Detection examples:

---

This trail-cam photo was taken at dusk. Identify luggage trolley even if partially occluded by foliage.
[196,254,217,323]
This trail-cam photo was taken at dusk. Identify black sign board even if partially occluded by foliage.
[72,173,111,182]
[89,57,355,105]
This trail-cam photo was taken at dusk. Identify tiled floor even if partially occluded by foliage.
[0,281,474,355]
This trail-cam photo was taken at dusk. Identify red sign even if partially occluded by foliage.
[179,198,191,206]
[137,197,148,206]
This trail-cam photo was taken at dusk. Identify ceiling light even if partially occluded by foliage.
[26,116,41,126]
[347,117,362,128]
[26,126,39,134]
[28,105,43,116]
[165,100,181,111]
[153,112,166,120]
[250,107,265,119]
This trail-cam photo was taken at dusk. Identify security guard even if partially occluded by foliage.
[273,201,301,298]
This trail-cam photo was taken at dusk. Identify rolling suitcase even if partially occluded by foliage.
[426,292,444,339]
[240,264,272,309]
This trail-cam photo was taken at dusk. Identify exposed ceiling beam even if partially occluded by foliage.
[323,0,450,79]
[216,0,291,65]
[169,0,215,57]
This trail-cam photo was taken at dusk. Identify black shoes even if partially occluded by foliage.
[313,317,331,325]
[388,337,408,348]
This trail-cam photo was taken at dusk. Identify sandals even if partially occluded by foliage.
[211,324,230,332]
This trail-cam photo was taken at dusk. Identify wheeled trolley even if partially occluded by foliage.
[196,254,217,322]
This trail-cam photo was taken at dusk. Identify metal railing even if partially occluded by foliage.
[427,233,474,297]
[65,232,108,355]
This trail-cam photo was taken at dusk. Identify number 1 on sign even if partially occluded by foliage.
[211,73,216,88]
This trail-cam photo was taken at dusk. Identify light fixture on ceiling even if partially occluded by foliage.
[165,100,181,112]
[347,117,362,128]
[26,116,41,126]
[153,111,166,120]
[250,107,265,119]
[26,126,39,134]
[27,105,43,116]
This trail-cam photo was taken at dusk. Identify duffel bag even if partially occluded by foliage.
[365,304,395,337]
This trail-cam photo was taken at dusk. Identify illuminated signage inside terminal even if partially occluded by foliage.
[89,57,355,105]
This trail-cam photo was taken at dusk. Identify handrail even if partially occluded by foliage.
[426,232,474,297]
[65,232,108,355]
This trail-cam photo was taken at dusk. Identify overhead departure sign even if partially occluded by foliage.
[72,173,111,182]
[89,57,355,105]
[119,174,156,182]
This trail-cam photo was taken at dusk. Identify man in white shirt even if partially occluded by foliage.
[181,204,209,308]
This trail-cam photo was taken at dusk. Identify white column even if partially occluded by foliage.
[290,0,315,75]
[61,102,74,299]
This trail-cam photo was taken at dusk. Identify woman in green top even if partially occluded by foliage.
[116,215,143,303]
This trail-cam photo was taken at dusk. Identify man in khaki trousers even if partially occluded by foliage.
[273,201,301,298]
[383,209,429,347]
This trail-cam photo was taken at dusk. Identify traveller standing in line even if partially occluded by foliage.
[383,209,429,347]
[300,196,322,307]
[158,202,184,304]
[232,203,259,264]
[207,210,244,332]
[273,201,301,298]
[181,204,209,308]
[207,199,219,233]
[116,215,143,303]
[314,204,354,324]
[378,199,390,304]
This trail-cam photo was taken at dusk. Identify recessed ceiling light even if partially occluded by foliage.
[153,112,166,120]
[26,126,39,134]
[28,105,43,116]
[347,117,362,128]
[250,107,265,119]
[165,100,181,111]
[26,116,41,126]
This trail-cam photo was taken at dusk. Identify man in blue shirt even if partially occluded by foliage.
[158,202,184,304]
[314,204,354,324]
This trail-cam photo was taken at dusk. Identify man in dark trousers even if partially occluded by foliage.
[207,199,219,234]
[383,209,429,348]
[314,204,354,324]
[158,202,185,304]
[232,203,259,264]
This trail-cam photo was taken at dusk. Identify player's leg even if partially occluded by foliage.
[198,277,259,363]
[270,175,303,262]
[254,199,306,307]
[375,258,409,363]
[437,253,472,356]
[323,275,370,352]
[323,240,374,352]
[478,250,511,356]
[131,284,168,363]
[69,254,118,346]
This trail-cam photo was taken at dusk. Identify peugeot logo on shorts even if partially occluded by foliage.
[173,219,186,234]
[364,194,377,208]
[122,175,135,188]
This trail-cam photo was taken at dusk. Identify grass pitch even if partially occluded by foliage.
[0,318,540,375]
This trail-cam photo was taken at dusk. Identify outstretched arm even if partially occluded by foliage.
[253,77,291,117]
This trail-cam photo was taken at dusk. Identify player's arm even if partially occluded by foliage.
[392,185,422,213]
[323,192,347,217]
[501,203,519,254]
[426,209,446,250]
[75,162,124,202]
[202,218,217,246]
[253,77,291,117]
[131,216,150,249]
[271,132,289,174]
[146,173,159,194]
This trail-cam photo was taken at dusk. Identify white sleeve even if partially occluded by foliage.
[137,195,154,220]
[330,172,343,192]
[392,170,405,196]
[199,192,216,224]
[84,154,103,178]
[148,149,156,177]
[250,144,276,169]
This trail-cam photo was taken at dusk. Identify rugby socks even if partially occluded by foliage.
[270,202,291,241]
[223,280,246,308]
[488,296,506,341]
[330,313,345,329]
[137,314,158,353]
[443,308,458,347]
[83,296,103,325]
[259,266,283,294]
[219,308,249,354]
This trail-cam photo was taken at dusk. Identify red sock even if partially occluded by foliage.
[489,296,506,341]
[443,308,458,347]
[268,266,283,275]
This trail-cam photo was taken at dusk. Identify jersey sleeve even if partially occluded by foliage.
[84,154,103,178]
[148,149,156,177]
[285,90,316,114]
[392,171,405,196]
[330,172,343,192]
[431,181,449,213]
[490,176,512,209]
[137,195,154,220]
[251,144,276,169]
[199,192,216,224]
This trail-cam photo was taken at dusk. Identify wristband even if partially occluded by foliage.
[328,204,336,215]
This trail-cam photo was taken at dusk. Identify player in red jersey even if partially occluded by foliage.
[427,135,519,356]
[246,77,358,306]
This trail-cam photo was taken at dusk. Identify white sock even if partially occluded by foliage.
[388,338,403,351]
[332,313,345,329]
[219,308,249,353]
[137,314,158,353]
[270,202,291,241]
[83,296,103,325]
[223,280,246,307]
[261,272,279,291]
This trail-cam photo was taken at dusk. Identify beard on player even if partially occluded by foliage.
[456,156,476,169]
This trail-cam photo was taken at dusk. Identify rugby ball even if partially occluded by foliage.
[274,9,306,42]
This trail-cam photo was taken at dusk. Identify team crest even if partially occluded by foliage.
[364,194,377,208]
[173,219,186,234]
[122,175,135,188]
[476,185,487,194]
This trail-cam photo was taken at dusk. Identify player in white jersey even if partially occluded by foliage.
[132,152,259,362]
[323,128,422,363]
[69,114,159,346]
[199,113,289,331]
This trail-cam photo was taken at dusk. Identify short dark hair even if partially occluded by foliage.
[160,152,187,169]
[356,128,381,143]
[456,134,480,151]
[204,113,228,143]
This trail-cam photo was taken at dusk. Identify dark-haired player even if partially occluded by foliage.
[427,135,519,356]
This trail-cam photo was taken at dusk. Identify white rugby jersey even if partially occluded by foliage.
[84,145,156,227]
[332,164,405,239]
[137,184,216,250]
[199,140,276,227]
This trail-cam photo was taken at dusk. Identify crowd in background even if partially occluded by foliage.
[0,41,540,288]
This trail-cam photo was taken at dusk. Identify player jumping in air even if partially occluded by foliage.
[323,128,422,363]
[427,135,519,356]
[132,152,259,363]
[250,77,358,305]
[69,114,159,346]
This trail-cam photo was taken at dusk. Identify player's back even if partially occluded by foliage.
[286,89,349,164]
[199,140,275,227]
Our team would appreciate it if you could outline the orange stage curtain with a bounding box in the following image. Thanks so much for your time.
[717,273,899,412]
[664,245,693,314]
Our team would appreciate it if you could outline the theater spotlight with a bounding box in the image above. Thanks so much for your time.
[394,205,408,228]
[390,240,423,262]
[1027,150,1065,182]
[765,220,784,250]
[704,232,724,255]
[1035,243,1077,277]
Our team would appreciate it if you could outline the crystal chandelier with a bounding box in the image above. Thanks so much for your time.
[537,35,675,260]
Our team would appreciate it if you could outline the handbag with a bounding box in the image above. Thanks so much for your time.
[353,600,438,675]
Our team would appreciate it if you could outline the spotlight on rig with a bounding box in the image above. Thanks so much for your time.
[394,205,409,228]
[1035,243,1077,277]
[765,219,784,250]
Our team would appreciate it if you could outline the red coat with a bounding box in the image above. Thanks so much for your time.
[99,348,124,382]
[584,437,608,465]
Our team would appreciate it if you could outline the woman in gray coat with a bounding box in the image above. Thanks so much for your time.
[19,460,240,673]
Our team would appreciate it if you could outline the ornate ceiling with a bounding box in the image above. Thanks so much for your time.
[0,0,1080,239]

---

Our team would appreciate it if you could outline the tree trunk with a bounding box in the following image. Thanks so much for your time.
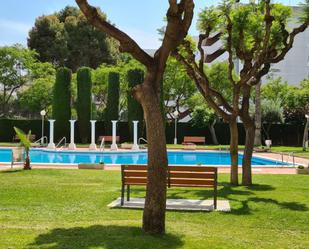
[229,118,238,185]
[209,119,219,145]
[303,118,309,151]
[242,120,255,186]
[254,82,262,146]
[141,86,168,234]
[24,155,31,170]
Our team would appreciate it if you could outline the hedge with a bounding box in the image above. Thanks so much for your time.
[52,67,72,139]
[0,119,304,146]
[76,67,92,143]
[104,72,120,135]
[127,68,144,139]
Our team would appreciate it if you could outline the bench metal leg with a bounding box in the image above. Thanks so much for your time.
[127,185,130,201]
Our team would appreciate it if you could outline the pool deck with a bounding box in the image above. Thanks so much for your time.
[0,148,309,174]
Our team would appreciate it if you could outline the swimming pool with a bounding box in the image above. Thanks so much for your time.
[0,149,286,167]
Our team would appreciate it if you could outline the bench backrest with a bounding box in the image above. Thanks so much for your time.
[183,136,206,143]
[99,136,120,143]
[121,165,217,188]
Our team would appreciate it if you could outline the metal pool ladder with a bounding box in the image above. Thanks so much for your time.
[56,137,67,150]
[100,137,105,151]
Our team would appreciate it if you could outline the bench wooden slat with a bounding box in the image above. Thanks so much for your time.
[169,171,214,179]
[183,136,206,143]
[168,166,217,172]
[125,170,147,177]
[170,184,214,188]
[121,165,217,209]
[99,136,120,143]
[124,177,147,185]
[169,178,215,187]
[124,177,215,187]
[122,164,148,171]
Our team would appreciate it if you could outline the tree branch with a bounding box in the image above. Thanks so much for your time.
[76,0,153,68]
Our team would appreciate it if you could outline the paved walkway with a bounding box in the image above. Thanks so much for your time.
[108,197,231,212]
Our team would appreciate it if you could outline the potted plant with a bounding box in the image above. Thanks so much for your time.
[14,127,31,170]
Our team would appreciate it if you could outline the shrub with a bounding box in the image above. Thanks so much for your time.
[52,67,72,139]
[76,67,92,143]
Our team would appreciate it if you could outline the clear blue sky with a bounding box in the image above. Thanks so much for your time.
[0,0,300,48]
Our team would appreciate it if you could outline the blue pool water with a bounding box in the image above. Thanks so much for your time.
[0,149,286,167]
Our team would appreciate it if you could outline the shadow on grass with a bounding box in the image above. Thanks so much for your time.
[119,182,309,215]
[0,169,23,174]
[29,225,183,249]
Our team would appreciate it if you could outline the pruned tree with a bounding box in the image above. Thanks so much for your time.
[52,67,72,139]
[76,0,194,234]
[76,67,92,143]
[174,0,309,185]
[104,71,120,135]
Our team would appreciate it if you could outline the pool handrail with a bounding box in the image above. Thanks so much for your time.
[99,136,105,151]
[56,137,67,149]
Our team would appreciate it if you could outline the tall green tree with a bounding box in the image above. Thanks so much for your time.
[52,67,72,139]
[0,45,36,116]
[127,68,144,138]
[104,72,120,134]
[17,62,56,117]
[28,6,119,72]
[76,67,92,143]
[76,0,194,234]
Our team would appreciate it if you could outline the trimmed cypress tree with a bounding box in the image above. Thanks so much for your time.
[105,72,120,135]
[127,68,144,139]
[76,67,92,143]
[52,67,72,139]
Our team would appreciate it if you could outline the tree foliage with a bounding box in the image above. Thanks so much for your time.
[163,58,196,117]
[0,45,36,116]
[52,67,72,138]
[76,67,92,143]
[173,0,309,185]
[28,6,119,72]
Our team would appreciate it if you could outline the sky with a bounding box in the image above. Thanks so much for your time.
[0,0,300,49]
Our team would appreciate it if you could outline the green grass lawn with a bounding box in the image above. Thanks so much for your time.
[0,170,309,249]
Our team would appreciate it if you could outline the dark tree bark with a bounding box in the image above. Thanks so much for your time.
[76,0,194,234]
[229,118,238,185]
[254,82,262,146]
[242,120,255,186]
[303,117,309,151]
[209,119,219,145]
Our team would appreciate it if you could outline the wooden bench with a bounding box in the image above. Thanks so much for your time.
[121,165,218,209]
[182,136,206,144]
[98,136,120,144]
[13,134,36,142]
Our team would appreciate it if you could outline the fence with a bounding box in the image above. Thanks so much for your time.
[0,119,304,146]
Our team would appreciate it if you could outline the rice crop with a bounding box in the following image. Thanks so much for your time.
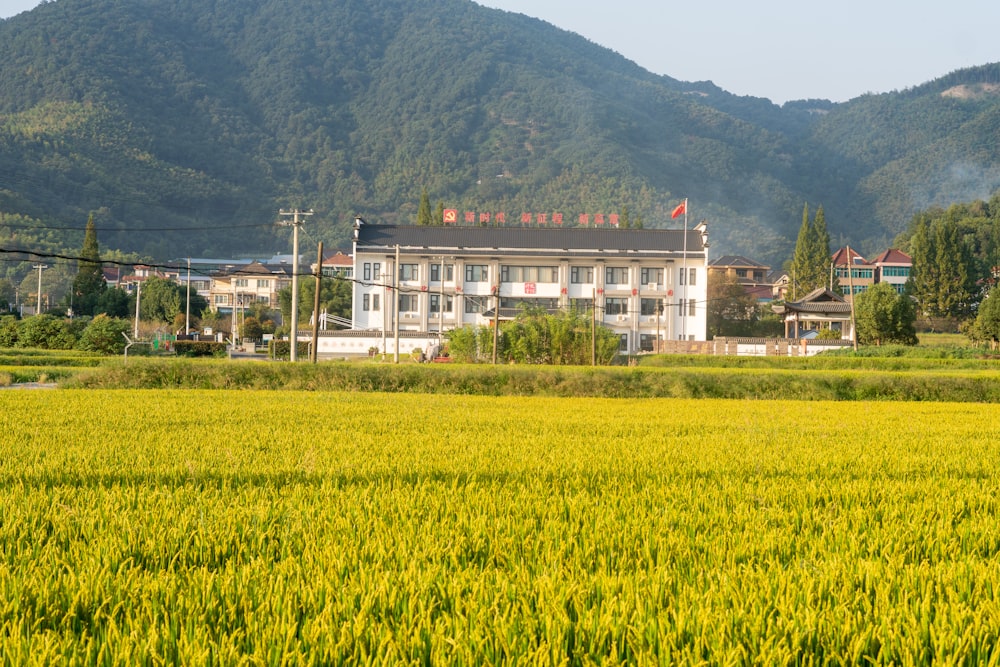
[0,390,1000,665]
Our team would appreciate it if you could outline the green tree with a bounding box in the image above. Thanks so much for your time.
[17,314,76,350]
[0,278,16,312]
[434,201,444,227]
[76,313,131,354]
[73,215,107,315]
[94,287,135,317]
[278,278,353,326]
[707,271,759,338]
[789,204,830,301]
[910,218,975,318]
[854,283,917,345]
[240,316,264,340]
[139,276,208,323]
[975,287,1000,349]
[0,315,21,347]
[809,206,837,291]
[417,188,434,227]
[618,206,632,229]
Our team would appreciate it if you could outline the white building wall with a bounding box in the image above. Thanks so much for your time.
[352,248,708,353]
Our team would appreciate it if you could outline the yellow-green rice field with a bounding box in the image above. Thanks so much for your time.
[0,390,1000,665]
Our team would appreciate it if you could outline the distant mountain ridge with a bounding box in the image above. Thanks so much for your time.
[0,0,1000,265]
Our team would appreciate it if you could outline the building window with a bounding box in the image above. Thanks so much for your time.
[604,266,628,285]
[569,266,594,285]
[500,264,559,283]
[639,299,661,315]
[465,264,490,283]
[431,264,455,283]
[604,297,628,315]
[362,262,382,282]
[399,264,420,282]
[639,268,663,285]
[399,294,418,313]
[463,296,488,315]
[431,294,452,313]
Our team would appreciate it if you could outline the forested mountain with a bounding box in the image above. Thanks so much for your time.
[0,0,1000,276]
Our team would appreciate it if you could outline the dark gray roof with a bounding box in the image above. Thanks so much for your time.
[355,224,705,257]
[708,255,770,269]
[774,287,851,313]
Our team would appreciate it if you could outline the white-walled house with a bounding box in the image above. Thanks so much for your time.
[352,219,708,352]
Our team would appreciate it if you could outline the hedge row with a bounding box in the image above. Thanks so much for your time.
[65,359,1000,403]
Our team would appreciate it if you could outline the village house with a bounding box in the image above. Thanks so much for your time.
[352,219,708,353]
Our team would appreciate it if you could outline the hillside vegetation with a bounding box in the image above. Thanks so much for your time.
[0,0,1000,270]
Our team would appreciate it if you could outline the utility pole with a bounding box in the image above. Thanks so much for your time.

---

> [REQUIREMENTS]:
Update the lines from the line with "Our team would appreciate it if you could outline the potted" to the line with "[14,127,31,170]" by replacing "potted plant" with "planter", keeping everything else the same.

> [RESULT]:
Our team would appreciate it if you could outline the planter with a bounding box in the image above. Thanks so much for your time.
[14,127,31,170]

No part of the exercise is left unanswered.